WHAT THE EXERCISE ASKS: Transcribe the material word for word from its beginning through the line containing "Give the mask of the human forearm.", inclusive, leaving out the pictures.

GIVEN DATA:

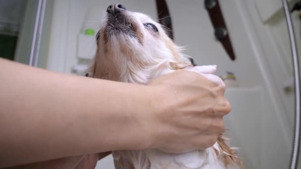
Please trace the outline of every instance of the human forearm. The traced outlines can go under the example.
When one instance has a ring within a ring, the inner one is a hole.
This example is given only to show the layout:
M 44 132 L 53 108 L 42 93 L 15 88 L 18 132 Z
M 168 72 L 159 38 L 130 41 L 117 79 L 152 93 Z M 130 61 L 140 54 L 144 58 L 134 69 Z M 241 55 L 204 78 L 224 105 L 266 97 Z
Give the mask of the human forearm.
M 0 167 L 133 149 L 142 142 L 130 117 L 147 107 L 145 86 L 1 59 L 0 67 Z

WORKED ANSWER:
Please trace the outline of every instance of the human forearm. The traced outlines can go under the example.
When one instance has a ring within a ring, the inner one is a hole.
This example is given only to show the layout:
M 44 132 L 53 108 L 42 93 L 15 88 L 18 132 Z
M 168 72 L 159 38 L 130 41 L 117 79 L 152 93 Z M 130 61 L 140 54 L 144 58 L 134 69 Z M 241 55 L 204 78 L 224 105 L 266 97 Z
Give the mask of the human forearm.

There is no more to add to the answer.